Coordinate labeling data
----------------

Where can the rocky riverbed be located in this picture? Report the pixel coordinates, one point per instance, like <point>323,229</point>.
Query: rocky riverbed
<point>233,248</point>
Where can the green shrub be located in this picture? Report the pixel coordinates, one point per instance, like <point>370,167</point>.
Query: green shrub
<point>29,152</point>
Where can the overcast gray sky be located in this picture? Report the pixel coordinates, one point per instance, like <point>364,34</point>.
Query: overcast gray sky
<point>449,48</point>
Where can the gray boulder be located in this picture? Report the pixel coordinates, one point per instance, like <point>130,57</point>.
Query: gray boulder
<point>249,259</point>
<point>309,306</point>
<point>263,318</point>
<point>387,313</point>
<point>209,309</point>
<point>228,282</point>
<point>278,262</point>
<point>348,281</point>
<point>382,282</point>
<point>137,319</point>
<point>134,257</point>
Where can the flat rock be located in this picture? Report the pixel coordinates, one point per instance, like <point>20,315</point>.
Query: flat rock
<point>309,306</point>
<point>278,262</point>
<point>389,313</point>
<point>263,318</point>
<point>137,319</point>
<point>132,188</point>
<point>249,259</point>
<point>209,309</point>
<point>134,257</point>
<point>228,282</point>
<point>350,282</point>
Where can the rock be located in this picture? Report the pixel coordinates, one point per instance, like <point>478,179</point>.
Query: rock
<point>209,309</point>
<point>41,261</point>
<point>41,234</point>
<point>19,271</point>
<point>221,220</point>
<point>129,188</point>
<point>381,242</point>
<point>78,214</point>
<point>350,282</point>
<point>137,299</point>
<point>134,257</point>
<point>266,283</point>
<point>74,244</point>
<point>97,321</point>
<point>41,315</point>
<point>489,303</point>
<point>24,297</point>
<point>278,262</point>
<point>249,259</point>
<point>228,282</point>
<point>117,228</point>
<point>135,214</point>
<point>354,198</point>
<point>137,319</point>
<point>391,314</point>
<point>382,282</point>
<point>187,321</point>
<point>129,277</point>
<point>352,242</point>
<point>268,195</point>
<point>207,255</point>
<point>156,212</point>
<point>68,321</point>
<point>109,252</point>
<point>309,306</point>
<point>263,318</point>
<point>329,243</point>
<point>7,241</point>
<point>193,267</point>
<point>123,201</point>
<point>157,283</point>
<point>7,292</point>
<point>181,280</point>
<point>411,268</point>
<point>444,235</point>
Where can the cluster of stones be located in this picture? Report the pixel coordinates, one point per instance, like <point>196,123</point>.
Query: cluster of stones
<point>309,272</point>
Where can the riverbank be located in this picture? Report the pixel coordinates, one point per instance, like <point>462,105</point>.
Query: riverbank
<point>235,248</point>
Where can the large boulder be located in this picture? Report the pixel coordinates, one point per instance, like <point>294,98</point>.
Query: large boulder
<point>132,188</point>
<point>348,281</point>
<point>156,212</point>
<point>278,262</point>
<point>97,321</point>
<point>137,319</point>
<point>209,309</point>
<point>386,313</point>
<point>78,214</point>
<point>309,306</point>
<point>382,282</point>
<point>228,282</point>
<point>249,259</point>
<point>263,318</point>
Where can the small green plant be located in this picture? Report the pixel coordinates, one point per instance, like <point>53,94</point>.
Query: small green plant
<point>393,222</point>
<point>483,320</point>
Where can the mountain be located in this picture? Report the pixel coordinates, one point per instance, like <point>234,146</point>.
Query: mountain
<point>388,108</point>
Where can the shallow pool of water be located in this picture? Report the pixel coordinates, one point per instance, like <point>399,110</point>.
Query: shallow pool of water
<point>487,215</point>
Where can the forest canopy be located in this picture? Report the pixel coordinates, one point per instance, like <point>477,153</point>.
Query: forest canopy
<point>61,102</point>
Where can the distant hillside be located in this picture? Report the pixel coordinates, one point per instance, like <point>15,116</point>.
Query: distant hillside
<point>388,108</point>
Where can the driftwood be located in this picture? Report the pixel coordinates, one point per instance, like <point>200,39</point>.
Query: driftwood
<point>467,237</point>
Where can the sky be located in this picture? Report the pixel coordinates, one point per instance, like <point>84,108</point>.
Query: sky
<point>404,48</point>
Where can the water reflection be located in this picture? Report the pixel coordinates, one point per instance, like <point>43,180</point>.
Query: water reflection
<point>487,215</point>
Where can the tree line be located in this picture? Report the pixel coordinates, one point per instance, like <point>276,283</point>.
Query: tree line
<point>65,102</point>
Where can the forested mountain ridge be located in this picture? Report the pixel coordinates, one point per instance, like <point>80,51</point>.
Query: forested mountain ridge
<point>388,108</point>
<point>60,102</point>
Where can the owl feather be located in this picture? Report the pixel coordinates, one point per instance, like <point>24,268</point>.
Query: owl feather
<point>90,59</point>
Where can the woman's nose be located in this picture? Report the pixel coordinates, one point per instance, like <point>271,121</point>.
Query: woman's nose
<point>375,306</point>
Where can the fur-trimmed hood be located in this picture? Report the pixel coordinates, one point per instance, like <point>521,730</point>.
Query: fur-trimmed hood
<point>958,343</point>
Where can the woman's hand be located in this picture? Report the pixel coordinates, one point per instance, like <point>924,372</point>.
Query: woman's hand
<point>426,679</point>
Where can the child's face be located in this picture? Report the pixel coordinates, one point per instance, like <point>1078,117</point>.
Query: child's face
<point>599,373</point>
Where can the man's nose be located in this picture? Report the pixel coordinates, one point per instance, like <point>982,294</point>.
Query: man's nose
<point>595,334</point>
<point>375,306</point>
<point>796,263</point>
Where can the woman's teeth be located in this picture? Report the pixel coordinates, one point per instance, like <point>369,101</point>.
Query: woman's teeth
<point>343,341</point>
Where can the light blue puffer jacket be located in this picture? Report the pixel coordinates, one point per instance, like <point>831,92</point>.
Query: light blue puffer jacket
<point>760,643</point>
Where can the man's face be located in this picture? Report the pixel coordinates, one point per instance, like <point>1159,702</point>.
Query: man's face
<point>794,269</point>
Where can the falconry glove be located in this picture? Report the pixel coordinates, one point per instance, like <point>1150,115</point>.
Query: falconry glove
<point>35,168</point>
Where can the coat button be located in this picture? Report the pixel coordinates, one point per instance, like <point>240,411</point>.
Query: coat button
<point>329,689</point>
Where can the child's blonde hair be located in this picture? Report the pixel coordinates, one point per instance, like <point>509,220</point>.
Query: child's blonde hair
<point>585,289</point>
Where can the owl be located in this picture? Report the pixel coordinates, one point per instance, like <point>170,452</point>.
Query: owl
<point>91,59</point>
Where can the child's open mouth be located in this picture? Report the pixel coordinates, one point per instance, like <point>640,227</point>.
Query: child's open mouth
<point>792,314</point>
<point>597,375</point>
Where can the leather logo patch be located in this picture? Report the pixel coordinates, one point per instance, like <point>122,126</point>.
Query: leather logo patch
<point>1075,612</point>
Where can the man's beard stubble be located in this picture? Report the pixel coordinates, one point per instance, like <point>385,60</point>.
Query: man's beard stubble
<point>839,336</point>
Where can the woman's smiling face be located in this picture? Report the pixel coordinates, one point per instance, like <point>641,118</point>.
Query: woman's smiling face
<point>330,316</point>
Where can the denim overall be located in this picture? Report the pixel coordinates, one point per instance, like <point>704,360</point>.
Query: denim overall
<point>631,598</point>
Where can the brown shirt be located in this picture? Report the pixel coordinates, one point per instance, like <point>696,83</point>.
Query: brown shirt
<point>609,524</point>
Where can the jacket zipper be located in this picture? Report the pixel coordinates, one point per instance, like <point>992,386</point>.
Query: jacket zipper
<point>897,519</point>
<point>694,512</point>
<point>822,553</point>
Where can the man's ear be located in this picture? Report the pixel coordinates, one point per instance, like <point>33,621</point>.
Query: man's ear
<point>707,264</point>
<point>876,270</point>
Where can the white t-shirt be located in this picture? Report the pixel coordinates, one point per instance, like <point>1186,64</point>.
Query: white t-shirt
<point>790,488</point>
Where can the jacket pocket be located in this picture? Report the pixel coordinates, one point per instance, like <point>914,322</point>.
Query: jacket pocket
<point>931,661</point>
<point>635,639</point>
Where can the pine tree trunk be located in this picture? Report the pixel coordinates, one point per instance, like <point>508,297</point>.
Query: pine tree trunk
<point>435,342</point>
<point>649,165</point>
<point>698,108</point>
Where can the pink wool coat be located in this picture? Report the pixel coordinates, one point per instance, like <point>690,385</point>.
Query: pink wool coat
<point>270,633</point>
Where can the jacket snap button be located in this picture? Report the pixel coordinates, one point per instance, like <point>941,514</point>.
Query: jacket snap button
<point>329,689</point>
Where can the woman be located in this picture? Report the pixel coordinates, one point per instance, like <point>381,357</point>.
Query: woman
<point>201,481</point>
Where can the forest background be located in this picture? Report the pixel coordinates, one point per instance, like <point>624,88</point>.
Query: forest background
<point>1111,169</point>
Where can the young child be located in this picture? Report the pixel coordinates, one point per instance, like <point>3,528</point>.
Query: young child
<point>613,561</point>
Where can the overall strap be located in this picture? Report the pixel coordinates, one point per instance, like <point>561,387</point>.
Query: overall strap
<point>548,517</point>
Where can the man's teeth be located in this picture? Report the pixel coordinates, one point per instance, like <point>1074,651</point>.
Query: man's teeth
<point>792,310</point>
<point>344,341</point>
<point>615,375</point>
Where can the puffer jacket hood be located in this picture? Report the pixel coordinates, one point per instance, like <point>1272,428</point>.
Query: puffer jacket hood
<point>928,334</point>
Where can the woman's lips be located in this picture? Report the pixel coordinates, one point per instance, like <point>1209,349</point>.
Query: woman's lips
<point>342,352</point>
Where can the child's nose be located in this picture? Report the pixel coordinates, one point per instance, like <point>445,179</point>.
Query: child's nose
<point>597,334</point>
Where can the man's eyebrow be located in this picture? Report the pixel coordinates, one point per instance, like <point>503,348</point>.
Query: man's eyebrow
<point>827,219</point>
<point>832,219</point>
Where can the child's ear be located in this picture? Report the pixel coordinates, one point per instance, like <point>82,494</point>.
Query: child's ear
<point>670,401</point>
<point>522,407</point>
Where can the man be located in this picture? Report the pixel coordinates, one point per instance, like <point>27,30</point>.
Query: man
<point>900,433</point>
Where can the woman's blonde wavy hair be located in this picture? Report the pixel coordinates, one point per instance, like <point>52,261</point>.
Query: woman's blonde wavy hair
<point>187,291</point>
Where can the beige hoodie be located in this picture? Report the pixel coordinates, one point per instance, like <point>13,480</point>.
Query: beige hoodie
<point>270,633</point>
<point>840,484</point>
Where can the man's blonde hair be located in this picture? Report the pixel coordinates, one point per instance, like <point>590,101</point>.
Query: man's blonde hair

----------------

Exercise brief
Reproduce verbatim the part of the listing above that runs from the line containing "Where can the woman's lips" down to the final line of the listing, including both of those lines.

Response below
Where can the woman's lips be located in this picture? Report the pixel coordinates, one point per instance, like <point>1209,349</point>.
Query: woman's lips
<point>342,352</point>
Where can the child's nose be located in this picture? Report the pixel coordinates, one point per instance, like <point>445,179</point>.
Query: child's nose
<point>597,334</point>
Where can the man's eyebrow be located in this picture? Report the pixel coordinates, one point per instance, like <point>503,348</point>.
Query: man's eyebrow
<point>827,219</point>
<point>832,219</point>
Where can the child's ear be located in this picture? Report the pixel coordinates, one point per instance, like <point>82,494</point>.
Query: child's ear
<point>670,401</point>
<point>522,407</point>
Where can the man be located in this picture? Report the pixel coordinates, one point per instance, like <point>27,30</point>.
Query: man
<point>900,433</point>
Where can the woman's blonde wavy hair be located in this picture? Report the pixel coordinates, one point per instance, like <point>52,261</point>.
Query: woman's blonde wavy hair
<point>187,291</point>
Where can the beige hoodie be located in this picture? Report the pixel coordinates, one point per instance, like <point>13,480</point>.
Query: beige hoodie
<point>270,633</point>
<point>840,484</point>
Where can the man's blonde hair be located in this picture? Report the pixel coordinates, one point per instance, like <point>590,101</point>.
Query: man's blonde hair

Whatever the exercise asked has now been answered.